What you have to do:
Print the line containing "trunk, one point per instance." and all lines after it to the end of the records below, exactly as written. No pictures.

Available data:
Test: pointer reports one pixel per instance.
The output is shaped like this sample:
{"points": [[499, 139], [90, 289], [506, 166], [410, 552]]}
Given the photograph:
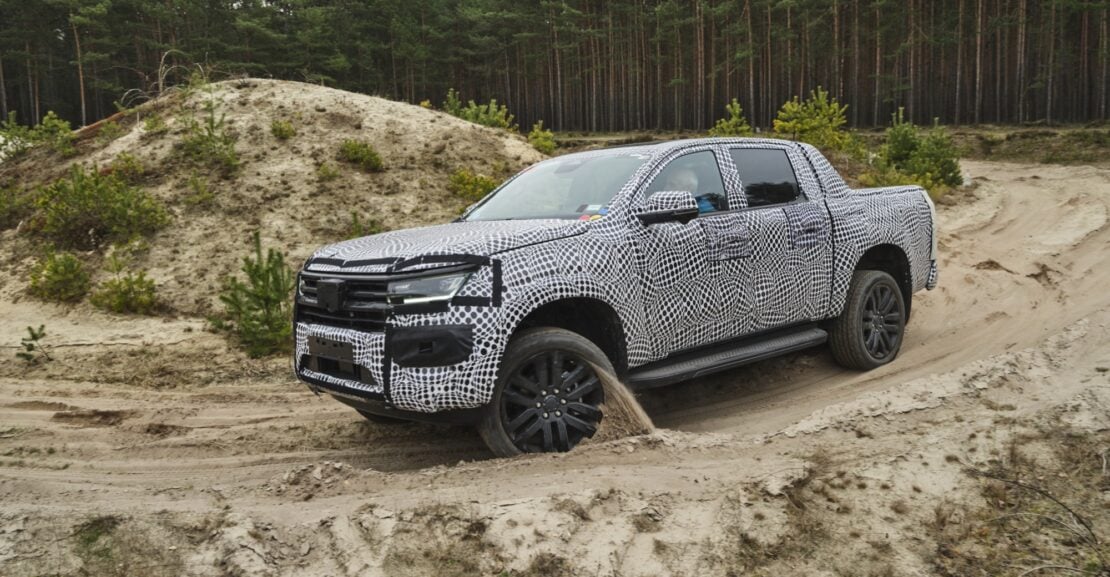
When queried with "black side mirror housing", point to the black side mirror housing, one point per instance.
{"points": [[668, 206]]}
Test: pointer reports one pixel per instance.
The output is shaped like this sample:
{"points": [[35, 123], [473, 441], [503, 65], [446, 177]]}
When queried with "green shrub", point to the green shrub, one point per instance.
{"points": [[542, 140], [735, 124], [907, 158], [326, 172], [361, 154], [357, 228], [490, 114], [59, 277], [470, 185], [33, 351], [127, 168], [88, 208], [259, 311], [818, 120], [209, 142], [282, 129], [127, 292], [52, 131], [56, 133], [902, 140]]}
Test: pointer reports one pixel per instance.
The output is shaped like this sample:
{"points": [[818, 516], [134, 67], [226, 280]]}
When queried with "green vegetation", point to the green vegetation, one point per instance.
{"points": [[910, 158], [259, 311], [735, 124], [209, 142], [359, 228], [52, 132], [32, 350], [582, 66], [199, 191], [361, 154], [154, 124], [470, 185], [542, 140], [818, 120], [282, 129], [326, 172], [88, 209], [127, 168], [125, 292], [59, 277], [490, 114]]}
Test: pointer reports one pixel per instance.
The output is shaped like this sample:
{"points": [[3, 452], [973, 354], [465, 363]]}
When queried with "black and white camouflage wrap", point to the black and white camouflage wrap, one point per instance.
{"points": [[673, 286]]}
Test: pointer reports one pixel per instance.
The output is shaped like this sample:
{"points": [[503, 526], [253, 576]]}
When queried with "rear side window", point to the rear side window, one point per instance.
{"points": [[767, 175]]}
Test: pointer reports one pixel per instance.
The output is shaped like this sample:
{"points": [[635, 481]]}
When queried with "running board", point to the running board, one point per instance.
{"points": [[725, 356]]}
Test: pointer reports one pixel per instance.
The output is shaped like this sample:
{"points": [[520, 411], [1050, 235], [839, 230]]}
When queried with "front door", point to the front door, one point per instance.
{"points": [[680, 263]]}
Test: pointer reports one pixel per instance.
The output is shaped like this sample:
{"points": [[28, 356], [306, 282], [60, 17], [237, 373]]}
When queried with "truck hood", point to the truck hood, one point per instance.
{"points": [[477, 238]]}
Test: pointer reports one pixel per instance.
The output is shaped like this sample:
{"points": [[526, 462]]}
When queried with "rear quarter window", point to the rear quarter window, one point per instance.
{"points": [[767, 175]]}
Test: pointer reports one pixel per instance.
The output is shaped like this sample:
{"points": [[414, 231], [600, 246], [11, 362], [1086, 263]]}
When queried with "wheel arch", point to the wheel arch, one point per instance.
{"points": [[891, 260], [591, 317]]}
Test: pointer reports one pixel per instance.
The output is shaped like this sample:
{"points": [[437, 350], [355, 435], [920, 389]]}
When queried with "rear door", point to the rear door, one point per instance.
{"points": [[787, 272]]}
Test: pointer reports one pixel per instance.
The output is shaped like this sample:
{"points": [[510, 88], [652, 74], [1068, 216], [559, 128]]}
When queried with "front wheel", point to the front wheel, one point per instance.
{"points": [[548, 394], [869, 331]]}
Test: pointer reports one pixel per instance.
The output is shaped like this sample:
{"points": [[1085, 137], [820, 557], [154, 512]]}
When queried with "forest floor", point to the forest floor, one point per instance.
{"points": [[151, 446]]}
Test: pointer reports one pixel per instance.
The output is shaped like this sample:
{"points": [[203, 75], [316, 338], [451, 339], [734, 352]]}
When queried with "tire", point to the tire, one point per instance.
{"points": [[868, 333], [381, 419], [536, 410]]}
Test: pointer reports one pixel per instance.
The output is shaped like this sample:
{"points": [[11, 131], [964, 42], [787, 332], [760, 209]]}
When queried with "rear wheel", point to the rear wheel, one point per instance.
{"points": [[548, 395], [868, 333]]}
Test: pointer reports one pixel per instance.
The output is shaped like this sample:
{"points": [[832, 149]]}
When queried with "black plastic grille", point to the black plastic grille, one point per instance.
{"points": [[363, 304]]}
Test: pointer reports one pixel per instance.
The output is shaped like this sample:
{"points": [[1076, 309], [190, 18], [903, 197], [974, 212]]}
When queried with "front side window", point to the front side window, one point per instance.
{"points": [[767, 175], [574, 186], [698, 174]]}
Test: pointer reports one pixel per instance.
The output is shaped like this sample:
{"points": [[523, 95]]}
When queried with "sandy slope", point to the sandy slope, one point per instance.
{"points": [[213, 466]]}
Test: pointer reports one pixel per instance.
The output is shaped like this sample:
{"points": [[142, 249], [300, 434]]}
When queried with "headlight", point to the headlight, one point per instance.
{"points": [[427, 289]]}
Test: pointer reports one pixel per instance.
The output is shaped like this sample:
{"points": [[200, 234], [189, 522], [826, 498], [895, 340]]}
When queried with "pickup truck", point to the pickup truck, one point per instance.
{"points": [[656, 263]]}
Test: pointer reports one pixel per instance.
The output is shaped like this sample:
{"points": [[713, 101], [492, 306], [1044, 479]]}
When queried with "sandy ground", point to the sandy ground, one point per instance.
{"points": [[145, 448]]}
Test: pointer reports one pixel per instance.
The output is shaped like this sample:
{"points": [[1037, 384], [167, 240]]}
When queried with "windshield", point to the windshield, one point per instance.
{"points": [[578, 188]]}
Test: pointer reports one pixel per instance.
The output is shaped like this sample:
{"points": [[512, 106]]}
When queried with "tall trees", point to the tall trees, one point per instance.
{"points": [[582, 64]]}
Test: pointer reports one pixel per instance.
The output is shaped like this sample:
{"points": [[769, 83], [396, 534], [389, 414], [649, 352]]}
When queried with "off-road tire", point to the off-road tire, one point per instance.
{"points": [[577, 402], [854, 334]]}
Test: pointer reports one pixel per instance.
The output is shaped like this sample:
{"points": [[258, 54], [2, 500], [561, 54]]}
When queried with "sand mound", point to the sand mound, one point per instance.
{"points": [[278, 190]]}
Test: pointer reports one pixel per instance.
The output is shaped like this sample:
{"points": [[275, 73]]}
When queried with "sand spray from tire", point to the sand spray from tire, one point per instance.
{"points": [[623, 415]]}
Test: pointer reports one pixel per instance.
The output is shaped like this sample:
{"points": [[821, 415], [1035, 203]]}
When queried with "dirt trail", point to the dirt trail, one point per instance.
{"points": [[241, 471]]}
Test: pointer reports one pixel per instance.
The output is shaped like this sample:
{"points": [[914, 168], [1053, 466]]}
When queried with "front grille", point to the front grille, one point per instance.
{"points": [[364, 304]]}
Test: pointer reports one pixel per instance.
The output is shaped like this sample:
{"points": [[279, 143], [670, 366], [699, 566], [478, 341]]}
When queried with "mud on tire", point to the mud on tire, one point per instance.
{"points": [[547, 396], [869, 331]]}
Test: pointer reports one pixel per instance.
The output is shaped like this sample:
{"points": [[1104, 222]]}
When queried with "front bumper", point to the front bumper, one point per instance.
{"points": [[412, 362]]}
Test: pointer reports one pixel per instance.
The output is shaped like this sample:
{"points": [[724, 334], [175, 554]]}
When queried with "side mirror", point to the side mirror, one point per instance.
{"points": [[668, 206]]}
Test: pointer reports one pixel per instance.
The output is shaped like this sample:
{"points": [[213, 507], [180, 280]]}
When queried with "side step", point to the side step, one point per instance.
{"points": [[724, 356]]}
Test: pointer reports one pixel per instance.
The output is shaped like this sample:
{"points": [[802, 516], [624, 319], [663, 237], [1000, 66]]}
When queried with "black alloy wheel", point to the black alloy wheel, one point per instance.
{"points": [[869, 331], [548, 395], [881, 321], [552, 403]]}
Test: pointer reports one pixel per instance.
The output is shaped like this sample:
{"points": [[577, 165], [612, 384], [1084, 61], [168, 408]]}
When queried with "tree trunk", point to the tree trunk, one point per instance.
{"points": [[1103, 54], [752, 60], [878, 64], [959, 59], [3, 93], [978, 63]]}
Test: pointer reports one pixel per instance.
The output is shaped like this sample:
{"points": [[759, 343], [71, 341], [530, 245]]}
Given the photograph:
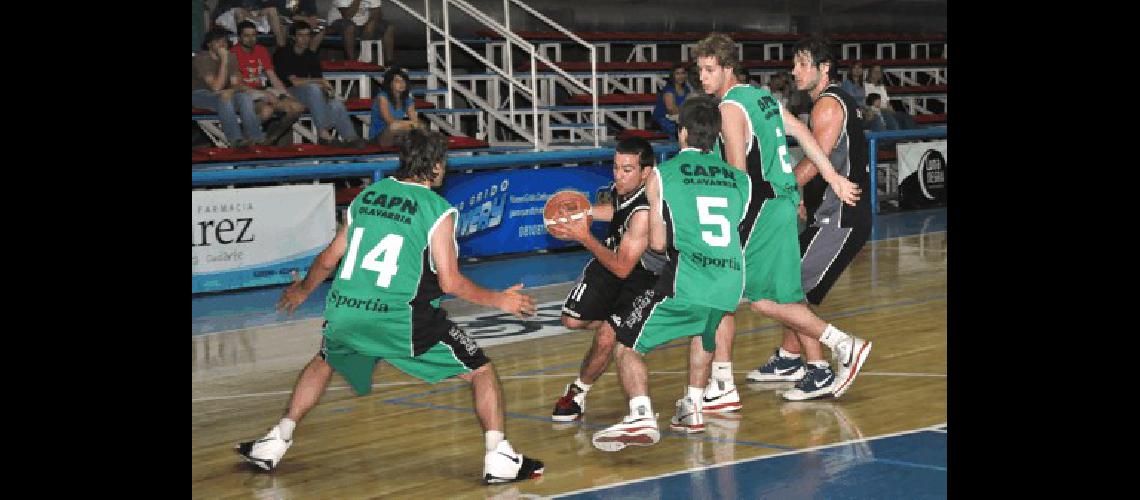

Completed exercise:
When queried with "tree trunk", point to the tree trunk, one point per instance.
{"points": [[1103, 54], [752, 60], [878, 64], [959, 59], [3, 93], [978, 63]]}
Test: pointer reports one pixel per instance.
The output is shaped like this sample:
{"points": [[759, 343], [71, 341], [530, 245]]}
Given the photograph:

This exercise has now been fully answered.